___ Textauszug ___

Der Bundesrat hat den ersten Teil des revidierten Erbrechts am 1. Januar 2023 in Kraft gesetzt. Ziel war es, das Erbrecht auf die heutigen Bedürfnisse der Bevölkerung auszurichten. Im Vordergrund stand die Reduktion der Pflichtteile.

Der zweite Teil der Revision des Erbrechts legt den Fokus auf die Weitergabe von Unternehmen. Der Bundesrat hat hierzu einen Entwurf erlassen und am 10. Juni 2022 eine entsprechende Botschaft verabschiedet. Der Entwurf beinhaltet Massnahmen zur Beseitigung von Stolpersteinen. Im Wesentlichen geht es:

  • um die Möglichkeit einer Integralzuweisung des Unternehmens,
  • eines Zahlungsaufschubs bei Ausgleichszahlungen sowie
  • um Regeln zur Ermittlung des Anrechnungswerts und
  • zum Umgang mit Minderheitsanteilen.

Der Entwurf wird gegenwärtig in den eidgenössischen Räten diskutiert, jedoch ist noch nicht absehbar, wann bzw. ob und mit welchem Inhalt die Revision umgesetzt wird.

Im Interview erklärt Oliver Pscheid, Experte für Nachfolgeplanung bei UBS, was sich verändern könnte und worauf Unternehmerinnen und Unternehmer nun achten sollten.

Das Erbrecht ist im Wandel. Am 1. Januar 2023 trat eine Revision in Kraft, in welcher es insbesondere um die Reduktion von Pflichtteilen ging. Zurzeit wird in den eidgenössischen Räten eine Revision diskutiert, die die Unternehmensnachfolge im Erbrecht behandelt. Können Sie uns dazu bereits Genaueres sagen?

___ Bereitgestellte Daten ___

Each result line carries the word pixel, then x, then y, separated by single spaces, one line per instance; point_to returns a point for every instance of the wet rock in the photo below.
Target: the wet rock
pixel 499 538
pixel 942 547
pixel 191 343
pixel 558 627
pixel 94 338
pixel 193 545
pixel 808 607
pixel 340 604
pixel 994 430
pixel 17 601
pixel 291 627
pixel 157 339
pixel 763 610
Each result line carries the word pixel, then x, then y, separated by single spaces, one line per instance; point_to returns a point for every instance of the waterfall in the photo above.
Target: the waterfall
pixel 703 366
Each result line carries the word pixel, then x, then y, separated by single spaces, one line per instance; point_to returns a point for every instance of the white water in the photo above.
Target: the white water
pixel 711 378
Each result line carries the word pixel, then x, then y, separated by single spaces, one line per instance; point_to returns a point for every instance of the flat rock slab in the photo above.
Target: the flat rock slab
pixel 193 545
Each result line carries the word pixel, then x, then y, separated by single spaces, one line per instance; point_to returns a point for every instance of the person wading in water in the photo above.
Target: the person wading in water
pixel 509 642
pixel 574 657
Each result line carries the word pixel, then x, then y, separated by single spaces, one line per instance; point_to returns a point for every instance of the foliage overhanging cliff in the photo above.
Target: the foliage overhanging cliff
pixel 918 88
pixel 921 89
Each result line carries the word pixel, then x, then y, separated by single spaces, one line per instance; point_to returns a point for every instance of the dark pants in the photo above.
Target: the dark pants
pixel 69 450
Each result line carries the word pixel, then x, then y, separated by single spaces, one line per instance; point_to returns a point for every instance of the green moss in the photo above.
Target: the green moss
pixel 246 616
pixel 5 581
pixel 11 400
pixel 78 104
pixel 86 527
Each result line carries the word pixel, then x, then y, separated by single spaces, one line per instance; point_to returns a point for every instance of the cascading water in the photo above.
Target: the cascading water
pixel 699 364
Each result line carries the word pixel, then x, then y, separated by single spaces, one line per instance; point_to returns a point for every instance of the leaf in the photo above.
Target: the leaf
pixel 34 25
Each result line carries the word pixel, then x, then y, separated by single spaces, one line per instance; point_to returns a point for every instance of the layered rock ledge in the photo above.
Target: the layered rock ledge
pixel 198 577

___

> Zu bearbeitende Aufgaben:
**1.** Beantworte zum Textauszug über das Erbrecht folgende Fragen:
(a) An welchem Datum hat der Bundesrat den ersten Teil des revidierten Erbrechts in Kraft gesetzt?
(b) An welchem Datum verabschiedete der Bundesrat die Botschaft zum zweiten Teil der Revision?
(c) Bei welchem Unternehmen ist Oliver Pscheid als Experte für Nachfolgeplanung tätig?
**2.** Ersetze in den bereitgestellten Daten "Target" durch "Object", beginnend mit der ersten Zeile und endend mit der Zeile, die "pixel 703 366" enthält. Gib ausschließlich diese Zeilen aus, im Übrigen unverändert.

> Lösungen:
**1.**
(a) Am 1. Januar 2023.
(b) Am 10. Juni 2022.
(c) Bei UBS.

**2.**
Each result line carries the word pixel, then x, then y, separated by single spaces, one line per instance; point_to returns a point for every instance of the wet rock in the photo below.
Object: the wet rock
pixel 499 538
pixel 942 547
pixel 191 343
pixel 558 627
pixel 94 338
pixel 193 545
pixel 808 607
pixel 340 604
pixel 994 430
pixel 17 601
pixel 291 627
pixel 157 339
pixel 763 610
Each result line carries the word pixel, then x, then y, separated by single spaces, one line per instance; point_to returns a point for every instance of the waterfall in the photo above.
Object: the waterfall
pixel 703 366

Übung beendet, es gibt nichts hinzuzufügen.